* [TEXT EXTRACT]
+--

A senior-attorney lens on the three highest-priority structural weaknesses — what each exposes in prosecution and litigation, and what a stronger filing would have done differently.
GAP 01 · HIGHEST IMPACT
No Claims Cover Asynchronous Target Network Synchronization Mechanism
Claims 1, 9, and 17 recite the core worker-based training loop but do not claim the asynchronous target network synchronization mechanism described at col. 5–6, wherein each worker periodically synchronizes target network parameters from shared memory less frequently than it writes parameter updates — a critical implementation detail distinguishing this architecture from naive asynchronous Q-learning. This creates a design-around path where a competitor could implement asynchronous parallel RL with a synchronized (rather than periodically-desynchronized) target network, avoiding Claim 8/16's Q-network limitation entirely while capturing the performance benefit. A stronger filing would have included a dependent claim reciting the criterion-based asynchronous target network synchronization with the specific threshold condition described at step 214/514 of FIGS. 2 and 5.

+--

* [INSTRUCTIONS TO FOLLOW]
Answer these questions using the patent gap analysis above:
1. What impact label does the analysis give Gap 01?
2. Which claims recite the core worker-based training loop?
3. At which step and in which figures is the threshold condition for the stronger dependent claim described?

* [PROVIDED RECORDS]
+--

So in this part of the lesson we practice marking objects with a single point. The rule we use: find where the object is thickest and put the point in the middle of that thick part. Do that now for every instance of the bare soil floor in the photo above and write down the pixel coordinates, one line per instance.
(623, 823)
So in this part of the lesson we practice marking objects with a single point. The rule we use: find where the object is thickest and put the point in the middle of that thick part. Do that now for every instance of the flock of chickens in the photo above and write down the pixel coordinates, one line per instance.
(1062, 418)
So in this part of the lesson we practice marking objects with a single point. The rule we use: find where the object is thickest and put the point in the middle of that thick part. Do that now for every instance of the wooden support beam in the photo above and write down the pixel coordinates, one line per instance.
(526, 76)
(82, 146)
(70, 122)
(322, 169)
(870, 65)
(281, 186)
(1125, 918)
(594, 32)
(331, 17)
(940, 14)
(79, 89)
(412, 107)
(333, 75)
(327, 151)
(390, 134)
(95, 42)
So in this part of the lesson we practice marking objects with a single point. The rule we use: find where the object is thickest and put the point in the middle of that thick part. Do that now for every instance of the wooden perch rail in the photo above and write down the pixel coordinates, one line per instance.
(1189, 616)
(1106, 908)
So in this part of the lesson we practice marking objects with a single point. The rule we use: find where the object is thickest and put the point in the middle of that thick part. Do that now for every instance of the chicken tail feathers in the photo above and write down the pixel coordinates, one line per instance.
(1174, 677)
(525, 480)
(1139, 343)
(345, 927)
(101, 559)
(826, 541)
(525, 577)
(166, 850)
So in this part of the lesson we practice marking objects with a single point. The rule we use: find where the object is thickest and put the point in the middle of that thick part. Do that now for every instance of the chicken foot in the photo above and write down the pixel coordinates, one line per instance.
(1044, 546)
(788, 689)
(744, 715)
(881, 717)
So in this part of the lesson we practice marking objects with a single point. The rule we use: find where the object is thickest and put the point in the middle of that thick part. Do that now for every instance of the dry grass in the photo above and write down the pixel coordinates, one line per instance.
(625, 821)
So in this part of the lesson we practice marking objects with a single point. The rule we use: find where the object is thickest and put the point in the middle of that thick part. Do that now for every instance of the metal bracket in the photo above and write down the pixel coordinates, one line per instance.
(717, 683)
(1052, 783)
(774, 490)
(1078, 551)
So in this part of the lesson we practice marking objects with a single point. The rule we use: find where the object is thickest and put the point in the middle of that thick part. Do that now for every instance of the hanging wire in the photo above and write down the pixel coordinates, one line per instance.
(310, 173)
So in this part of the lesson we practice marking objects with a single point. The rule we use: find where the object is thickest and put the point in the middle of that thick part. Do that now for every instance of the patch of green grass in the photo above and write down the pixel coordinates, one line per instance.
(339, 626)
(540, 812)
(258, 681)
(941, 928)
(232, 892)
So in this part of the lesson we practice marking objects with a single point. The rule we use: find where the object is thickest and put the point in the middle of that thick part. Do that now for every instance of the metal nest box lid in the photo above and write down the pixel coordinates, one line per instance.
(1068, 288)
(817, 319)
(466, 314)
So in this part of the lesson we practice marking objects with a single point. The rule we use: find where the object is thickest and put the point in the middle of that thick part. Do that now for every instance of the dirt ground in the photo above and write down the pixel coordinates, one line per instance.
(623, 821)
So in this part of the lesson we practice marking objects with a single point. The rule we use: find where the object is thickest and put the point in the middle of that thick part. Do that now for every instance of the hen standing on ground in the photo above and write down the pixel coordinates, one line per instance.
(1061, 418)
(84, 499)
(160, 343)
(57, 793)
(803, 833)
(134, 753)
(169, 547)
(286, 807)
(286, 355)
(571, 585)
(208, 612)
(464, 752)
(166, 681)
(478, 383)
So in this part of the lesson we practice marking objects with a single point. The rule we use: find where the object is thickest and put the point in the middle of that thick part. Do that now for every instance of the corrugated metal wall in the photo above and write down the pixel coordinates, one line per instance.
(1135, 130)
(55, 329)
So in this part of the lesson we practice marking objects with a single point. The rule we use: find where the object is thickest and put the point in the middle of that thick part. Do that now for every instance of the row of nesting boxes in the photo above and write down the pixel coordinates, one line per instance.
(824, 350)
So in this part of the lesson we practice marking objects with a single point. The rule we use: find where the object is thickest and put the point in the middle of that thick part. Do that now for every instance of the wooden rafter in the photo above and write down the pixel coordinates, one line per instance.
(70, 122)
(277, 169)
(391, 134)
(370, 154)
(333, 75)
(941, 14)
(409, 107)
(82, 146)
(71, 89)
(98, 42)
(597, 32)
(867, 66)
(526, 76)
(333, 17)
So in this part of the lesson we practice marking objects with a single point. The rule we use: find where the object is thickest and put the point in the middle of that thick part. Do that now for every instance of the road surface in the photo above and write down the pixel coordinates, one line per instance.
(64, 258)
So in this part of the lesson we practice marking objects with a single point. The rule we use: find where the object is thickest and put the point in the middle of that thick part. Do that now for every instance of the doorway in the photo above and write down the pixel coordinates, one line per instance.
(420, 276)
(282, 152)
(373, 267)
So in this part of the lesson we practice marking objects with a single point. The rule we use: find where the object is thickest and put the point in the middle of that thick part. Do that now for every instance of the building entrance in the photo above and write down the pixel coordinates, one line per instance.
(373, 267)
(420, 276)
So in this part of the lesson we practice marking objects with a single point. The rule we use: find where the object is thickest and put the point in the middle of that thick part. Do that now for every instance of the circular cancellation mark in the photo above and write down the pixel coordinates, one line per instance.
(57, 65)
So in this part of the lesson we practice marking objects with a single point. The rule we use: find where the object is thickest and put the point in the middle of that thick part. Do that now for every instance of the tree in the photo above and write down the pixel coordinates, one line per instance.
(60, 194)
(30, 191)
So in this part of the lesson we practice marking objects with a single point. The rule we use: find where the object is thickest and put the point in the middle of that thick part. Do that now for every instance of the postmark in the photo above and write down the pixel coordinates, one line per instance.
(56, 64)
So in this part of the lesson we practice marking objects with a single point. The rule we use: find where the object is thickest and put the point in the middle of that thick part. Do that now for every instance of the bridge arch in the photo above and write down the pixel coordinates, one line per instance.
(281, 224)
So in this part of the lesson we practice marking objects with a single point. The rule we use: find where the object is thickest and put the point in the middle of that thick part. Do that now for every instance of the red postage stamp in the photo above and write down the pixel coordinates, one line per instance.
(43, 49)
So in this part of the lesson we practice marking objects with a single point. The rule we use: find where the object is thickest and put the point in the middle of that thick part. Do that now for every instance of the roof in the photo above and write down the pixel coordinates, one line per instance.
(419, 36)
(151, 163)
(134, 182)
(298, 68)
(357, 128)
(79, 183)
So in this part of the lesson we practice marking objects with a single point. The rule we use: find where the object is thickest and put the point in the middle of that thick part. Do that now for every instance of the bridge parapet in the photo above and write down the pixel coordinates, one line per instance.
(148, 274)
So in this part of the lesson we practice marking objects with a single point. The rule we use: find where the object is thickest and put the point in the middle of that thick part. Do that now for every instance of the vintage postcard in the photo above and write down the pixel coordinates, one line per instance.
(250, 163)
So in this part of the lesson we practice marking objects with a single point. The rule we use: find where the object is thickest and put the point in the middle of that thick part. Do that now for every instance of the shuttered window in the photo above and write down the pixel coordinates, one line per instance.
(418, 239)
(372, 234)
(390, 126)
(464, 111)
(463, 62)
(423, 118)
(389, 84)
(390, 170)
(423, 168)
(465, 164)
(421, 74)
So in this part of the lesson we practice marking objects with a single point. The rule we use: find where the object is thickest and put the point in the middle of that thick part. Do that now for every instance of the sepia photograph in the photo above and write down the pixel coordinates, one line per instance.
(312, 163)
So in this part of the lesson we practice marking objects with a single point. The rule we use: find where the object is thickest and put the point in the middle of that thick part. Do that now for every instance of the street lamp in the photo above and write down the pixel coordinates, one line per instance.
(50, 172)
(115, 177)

+--

* [EXERCISE RESULT]
1. HIGHEST IMPACT.
2. Claims 1, 9, and 17.
3. Step 214/514 of FIGS. 2 and 5.